What needs to be done: Please pick out each line in the data below that contains the string "identify", and treat uppercase and lowercase letters as different.

Input records:

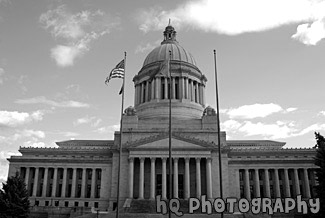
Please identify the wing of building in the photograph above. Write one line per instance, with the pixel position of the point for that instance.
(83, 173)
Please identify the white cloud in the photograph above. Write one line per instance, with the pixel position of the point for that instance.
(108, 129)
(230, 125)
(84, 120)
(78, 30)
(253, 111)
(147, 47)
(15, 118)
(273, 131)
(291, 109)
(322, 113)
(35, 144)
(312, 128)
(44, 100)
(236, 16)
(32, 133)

==

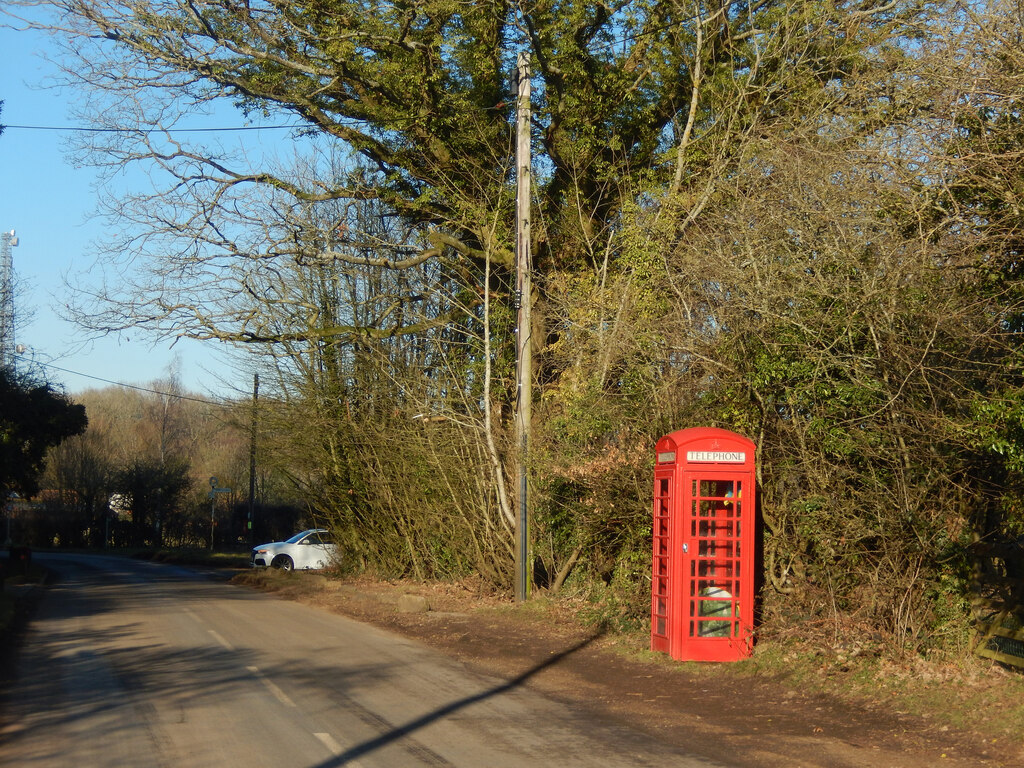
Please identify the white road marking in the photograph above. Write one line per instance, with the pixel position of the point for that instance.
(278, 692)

Full response:
Please identify the wing of building in the photograph above. Write one line per instance, with the pixel position of the point for that instance.
Please identify the white cloud in the photograph above. Write one line per instance, with the pixel position of the point for that instance.
Please identify the white road marking in the photograph above. Write one line per instance, with the pixel position of the point for that instance.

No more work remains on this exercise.